• O que se pede:
**a)** Responda com base na página:
(i) Quantas pessoas morreram na explosão do avião da Pan Am em 1988?
(ii) Em que ano Abdelbaset Al-Megrahi foi condenado pelo crime?
(iii) Quantas vezes Ken Dornstein foi à Líbia em busca de informações?
**b)** Imprima o trecho da página que começa em "Os dois, Mohammed" e termina em "investigação de Dornstein.", sem alterar nada.

• Página:

Topo

Como irmão de vítima de atentado em avião descobriu suspeitos 27 anos depois

ROY LETKEY/AFP/Arquivo
Imagem: ROY LETKEY/AFP/Arquivo

16/10/2015 16h14

O documentarista americano Ken Dornstein perdeu seu irmão David na explosão de um avião da Pan Am em 1988 enquanto sobrevoava a Escócia, que matou 270 pessoas e ficou conhecida como atentado de Lockerbie.

Apenas um dos autores do ataque, o líbio Abdelbaset Al-Megrahi, foi condenado pelo crime em 2001, mas muitas perguntas sobre o incidente continuavam sem resposta.

Agora, 27 anos depois, uma investigação independente de Dornstein encontrou outros dois suspeitos, que devem ser interrogados pelo FBI e pela polícia escocesa.

Os dois, Mohammed Abouajela Masud e Abdullah Al-Senussi, foram citados em um documentário na televisão americana no mês passado, que se baseou na investigação de Dornstein.

"Foi o acontecimento improvável da Primavera Árabe (em 2011), com a derrubada do (ex-líder líbio) Muammar Khadafi, que me deu a oportunidade. Eu liguei para algumas pessoas que conheço e tentei descobrir coisas", disse Dornstein à BBC.

'Figura misteriosa'

Com uma lista de nomes envolvidos na investigação, ele foi três vezes à Líbia em busca de informações.


"Eu tinha uma lista de nomes de pessoas citadas na investigação e concluí que deveria haver três dessas pessoas vivas. Uma delas estava desaparecida e eu não tinha nenhuma informação sobre ela. Outra era Abdullah Al-Senussi, que era procurado pelos líbios. Ele acabou sendo capturado e levado de volta ao país."

Dornstein afirma, no entanto, que a busca mais difícil foi por Abouajela Masud, que era considerado "uma figura misteriosa".

"(Masud) Era um nome que tinha aparecido na investigação original que todos negaram que sequer existisse. Se sabia muito pouco sobre ele, mas eu acreditava que descobrir se ele existia já responderia muitas perguntas sobre o ataque, porque ele esteve próximo de Al-Megrahi em momentos-chave e dizia-se que era especialista em bombas", conta.

"Consegui comprovar que ele era uma pessoa real ao conectá-lo a outro ataque terrorista líbio realizado alguns anos antes de Lockerbie - a detonação de uma bomba em uma discoteca em Berlim. Um líbio confessou a autoria do ataque na época, mencionou o nome de Abouajela Masud e falou que ele tinha a pele escura. Isso confirmava as informações que eu tinha da investigação de Lockerbie."

"Tentei encontrar essa pessoa, que ainda estava em Berlim, e criar um relacionamento com ele para ver se ele me levava a Abouajela. Após alguns anos, isso realmente aconteceu."

Para Dornstein, a descoberta da identidade dos dois suspeitos contribui para aplacar algumas das principais dúvidas sobre o atentado. "Acho que agora entendo o suficiente para me sentir satisfeito", disse.

• Lista de registros:
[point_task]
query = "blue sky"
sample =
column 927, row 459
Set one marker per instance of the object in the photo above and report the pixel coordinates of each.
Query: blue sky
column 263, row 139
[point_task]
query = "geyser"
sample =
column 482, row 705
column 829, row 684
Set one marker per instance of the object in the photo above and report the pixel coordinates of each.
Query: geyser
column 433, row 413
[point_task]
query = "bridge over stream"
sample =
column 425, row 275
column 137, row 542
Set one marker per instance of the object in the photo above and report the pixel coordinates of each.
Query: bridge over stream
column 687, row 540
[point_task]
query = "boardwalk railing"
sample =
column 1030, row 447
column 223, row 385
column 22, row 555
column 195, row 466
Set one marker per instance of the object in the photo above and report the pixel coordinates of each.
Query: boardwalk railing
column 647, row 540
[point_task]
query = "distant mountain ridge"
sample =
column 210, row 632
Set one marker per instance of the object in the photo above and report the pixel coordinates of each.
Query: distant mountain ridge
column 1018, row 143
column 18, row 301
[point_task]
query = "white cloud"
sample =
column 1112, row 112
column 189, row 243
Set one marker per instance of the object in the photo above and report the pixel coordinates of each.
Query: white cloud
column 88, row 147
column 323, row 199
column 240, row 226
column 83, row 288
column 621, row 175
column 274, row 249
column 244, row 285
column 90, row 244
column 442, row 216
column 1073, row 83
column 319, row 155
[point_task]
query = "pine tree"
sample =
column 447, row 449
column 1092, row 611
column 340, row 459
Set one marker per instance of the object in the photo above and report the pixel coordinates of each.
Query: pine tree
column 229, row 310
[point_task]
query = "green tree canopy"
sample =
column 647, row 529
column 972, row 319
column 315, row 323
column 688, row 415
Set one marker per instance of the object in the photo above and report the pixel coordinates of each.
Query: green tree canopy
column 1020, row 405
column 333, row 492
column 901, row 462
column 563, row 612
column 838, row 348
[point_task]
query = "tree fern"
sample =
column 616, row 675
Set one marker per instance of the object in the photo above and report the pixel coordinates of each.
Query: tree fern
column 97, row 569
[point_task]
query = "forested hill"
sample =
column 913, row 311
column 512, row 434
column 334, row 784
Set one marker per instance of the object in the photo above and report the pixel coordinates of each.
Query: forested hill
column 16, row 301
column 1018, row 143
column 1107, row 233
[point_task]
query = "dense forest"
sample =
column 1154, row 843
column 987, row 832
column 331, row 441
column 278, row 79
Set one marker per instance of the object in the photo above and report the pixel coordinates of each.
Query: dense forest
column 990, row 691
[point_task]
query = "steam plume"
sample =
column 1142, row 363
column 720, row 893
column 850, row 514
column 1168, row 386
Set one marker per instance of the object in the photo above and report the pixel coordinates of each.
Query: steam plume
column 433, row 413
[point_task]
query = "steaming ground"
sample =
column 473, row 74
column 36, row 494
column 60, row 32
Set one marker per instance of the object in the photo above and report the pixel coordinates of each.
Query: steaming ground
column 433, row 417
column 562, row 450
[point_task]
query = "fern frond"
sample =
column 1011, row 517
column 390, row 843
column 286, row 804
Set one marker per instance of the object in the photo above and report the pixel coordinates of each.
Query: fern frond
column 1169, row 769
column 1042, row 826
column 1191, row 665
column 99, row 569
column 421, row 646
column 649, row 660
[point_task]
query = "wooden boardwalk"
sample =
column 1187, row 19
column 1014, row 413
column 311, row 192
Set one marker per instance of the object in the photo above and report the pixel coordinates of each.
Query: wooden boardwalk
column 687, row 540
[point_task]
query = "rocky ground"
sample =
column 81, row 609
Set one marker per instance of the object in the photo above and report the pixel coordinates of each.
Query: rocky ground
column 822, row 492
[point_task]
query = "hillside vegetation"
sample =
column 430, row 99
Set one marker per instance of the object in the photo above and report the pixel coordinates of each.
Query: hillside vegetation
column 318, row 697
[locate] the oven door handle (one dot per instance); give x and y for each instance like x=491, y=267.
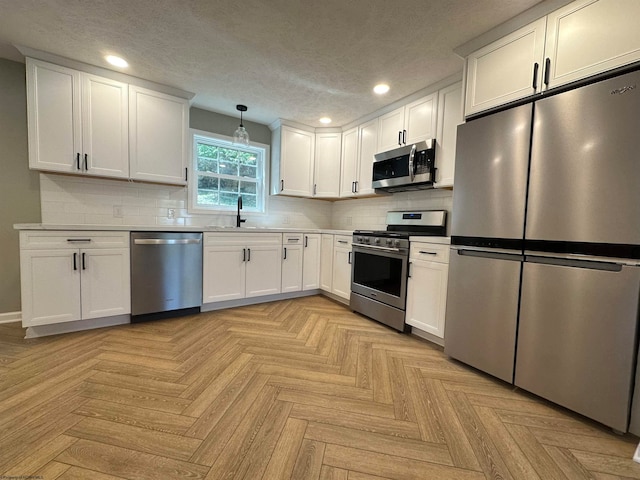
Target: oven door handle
x=373, y=247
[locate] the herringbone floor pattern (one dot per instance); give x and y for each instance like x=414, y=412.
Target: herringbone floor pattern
x=299, y=389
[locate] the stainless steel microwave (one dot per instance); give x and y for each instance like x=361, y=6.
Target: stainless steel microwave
x=411, y=167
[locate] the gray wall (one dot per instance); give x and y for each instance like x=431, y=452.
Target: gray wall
x=19, y=186
x=224, y=125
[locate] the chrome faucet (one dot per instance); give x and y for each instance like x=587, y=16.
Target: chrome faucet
x=238, y=219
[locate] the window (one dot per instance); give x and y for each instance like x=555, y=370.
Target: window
x=223, y=171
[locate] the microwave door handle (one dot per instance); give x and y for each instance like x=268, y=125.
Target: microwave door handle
x=412, y=172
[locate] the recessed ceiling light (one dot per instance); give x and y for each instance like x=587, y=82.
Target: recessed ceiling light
x=381, y=88
x=116, y=61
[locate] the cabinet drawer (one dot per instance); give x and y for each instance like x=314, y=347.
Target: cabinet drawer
x=243, y=239
x=342, y=241
x=292, y=238
x=432, y=252
x=33, y=240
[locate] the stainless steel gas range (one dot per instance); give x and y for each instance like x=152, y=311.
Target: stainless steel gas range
x=381, y=261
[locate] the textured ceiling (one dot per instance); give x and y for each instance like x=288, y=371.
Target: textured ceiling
x=292, y=59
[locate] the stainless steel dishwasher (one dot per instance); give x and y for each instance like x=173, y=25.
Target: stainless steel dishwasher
x=166, y=274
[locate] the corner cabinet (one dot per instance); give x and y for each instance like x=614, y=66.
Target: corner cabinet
x=237, y=266
x=409, y=124
x=77, y=122
x=449, y=117
x=158, y=136
x=70, y=276
x=584, y=38
x=427, y=288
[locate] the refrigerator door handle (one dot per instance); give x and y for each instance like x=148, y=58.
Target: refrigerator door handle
x=483, y=253
x=570, y=261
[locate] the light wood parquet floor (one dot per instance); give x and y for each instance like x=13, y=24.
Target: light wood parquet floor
x=299, y=389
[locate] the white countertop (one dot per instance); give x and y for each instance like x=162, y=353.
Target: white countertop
x=174, y=228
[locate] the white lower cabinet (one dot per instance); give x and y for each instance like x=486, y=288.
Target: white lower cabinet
x=292, y=262
x=69, y=276
x=311, y=261
x=427, y=287
x=341, y=280
x=239, y=266
x=326, y=262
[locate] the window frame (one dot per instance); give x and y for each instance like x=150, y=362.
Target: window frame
x=226, y=141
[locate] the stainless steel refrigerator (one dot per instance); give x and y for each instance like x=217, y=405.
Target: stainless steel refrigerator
x=544, y=280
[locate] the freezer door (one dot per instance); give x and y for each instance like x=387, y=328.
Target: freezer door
x=584, y=165
x=482, y=310
x=492, y=159
x=577, y=336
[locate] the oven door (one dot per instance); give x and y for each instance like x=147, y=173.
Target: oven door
x=380, y=273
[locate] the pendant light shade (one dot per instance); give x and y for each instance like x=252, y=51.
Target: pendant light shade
x=241, y=136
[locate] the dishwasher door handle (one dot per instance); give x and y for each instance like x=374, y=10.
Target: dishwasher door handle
x=166, y=241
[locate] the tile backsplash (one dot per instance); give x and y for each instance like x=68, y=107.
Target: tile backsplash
x=79, y=200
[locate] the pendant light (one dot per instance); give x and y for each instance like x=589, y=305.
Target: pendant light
x=241, y=136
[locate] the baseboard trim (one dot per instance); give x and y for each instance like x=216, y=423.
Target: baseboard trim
x=10, y=317
x=244, y=302
x=80, y=325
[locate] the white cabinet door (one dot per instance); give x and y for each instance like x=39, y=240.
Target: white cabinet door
x=297, y=152
x=326, y=262
x=264, y=270
x=342, y=272
x=105, y=282
x=53, y=108
x=506, y=70
x=391, y=126
x=327, y=165
x=292, y=268
x=50, y=286
x=591, y=36
x=427, y=296
x=420, y=120
x=311, y=262
x=105, y=132
x=349, y=166
x=449, y=117
x=223, y=275
x=158, y=136
x=368, y=146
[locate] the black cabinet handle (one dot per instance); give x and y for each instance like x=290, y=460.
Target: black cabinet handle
x=547, y=71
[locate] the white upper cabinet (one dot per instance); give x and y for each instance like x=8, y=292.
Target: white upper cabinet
x=449, y=117
x=581, y=39
x=327, y=165
x=359, y=145
x=409, y=124
x=158, y=136
x=506, y=70
x=591, y=36
x=78, y=123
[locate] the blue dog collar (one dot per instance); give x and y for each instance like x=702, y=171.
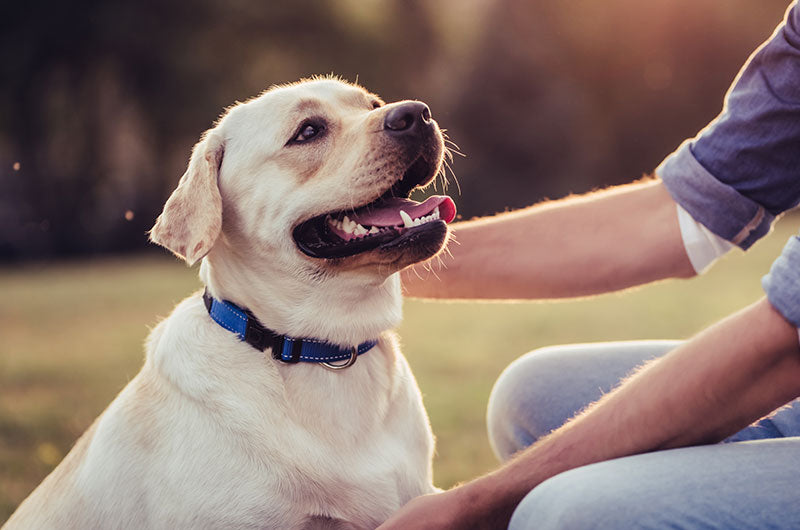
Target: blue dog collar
x=286, y=349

• Conjunto de respostas:
**a)**
(i) 270 pessoas.
(ii) Em 2001.
(iii) Três vezes.

**b)**
Os dois, Mohammed Abouajela Masud e Abdullah Al-Senussi, foram citados em um documentário na televisão americana no mês passado, que se baseou na investigação de Dornstein.